**WHAT YOU SHOULD DO:**
Go through the entries and copy every line that has the string "below" in it.
# # # # # # #
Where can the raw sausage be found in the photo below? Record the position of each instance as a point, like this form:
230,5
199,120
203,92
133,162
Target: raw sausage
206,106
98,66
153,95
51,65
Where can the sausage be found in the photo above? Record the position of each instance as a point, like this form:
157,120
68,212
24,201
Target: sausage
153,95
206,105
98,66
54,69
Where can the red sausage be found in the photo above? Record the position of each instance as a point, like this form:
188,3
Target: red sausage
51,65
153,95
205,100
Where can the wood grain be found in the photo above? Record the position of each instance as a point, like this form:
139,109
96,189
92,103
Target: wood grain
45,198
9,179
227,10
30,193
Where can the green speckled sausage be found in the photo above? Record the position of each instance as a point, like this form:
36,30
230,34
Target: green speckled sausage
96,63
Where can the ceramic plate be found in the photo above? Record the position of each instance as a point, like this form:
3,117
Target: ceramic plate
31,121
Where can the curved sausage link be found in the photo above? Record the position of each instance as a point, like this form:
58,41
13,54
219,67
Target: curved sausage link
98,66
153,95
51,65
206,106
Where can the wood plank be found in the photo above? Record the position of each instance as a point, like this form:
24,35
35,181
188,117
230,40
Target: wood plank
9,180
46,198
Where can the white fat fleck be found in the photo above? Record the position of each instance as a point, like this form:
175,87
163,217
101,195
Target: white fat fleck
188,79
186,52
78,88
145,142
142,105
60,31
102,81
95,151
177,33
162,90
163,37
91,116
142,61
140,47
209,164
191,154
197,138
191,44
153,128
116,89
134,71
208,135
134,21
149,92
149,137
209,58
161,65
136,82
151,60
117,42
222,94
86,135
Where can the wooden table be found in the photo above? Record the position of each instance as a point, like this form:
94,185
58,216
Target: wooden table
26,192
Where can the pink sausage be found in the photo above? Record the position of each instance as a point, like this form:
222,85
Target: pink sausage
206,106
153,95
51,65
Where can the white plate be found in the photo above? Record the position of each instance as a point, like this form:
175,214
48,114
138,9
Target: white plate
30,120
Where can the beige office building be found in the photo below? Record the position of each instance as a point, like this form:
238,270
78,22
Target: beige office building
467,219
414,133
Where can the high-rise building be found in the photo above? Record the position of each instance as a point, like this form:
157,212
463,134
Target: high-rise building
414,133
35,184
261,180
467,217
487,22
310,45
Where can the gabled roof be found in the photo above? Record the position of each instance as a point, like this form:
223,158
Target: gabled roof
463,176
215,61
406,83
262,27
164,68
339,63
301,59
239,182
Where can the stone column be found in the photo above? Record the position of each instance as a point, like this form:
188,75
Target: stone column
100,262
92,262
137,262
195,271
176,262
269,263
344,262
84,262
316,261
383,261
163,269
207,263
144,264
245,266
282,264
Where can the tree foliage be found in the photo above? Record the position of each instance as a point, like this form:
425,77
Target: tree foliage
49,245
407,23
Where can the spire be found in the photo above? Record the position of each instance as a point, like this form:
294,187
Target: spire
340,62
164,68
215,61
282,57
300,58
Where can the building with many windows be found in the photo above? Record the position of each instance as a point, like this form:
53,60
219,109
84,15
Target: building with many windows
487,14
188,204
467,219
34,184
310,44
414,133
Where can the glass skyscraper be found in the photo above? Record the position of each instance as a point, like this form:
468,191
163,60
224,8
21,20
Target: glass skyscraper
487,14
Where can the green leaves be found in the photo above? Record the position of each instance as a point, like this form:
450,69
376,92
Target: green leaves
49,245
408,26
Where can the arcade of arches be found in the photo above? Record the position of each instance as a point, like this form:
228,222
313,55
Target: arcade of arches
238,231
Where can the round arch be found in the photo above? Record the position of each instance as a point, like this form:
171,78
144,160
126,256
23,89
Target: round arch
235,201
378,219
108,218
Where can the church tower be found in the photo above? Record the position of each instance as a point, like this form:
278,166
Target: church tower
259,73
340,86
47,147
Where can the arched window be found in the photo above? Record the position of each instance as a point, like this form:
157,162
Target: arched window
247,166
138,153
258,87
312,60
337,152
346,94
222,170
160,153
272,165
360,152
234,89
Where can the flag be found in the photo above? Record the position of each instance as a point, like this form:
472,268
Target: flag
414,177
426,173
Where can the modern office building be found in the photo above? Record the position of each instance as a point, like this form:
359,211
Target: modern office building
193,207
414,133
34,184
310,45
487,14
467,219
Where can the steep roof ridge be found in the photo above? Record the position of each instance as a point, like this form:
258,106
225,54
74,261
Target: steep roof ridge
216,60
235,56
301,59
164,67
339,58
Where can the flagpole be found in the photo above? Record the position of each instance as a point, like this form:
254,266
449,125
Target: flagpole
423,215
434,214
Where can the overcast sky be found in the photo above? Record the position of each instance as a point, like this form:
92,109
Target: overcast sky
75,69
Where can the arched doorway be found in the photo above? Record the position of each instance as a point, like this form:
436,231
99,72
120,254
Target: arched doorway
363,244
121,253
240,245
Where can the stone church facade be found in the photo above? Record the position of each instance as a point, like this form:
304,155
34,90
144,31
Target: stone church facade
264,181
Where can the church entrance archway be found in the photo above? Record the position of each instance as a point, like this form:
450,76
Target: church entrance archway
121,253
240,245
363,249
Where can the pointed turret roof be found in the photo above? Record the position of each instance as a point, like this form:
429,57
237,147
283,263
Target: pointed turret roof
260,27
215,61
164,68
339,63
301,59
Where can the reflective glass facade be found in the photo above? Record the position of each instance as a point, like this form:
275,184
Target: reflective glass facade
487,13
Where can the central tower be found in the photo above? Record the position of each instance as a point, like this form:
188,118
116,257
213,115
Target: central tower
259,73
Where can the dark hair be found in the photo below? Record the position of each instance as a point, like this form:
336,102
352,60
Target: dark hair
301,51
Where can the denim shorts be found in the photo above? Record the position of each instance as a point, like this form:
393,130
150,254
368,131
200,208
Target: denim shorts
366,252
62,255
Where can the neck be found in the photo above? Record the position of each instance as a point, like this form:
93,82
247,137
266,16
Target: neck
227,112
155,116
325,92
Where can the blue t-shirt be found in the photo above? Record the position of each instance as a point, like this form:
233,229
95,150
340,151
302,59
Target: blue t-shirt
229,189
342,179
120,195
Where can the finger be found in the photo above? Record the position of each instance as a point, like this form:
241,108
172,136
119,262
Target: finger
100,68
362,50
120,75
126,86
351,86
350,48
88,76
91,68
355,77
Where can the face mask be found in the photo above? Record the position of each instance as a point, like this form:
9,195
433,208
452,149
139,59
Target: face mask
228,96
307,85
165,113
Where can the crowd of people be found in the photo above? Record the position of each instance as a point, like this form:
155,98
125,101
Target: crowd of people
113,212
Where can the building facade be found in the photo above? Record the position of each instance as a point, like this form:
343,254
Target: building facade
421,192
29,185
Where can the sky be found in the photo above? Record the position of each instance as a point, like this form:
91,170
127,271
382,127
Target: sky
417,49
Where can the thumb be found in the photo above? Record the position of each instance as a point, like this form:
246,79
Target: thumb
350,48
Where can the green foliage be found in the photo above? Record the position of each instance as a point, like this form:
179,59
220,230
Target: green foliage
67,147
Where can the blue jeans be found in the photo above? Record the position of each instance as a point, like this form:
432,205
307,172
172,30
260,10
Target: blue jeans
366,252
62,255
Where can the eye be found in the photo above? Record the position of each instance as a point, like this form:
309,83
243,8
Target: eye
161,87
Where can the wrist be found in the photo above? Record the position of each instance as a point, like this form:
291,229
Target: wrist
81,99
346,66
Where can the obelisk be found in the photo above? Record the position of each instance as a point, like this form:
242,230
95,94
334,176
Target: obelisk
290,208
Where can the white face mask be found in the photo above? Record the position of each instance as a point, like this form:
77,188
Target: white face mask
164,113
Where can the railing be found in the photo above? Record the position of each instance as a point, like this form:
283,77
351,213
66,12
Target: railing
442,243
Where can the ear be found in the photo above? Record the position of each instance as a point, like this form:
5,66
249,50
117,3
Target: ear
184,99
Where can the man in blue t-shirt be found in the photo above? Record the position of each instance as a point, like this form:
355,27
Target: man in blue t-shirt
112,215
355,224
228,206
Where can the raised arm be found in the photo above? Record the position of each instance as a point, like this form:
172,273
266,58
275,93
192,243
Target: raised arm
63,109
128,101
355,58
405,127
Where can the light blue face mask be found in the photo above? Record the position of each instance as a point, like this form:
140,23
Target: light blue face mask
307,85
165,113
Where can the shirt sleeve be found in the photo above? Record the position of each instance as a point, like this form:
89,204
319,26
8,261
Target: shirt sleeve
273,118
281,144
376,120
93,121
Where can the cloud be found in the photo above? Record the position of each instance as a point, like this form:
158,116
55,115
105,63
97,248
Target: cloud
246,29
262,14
# # # # # # #
**REPLY:**
Where can the raw sausage be found in the photo below? Record the position of each instance as a point, like this form:
Where can the beige office building be found in the photo below? Record the position of each instance as a point, like this form:
Where can the dark hair be found in the photo below? Record the position of each instance as a point, like this form:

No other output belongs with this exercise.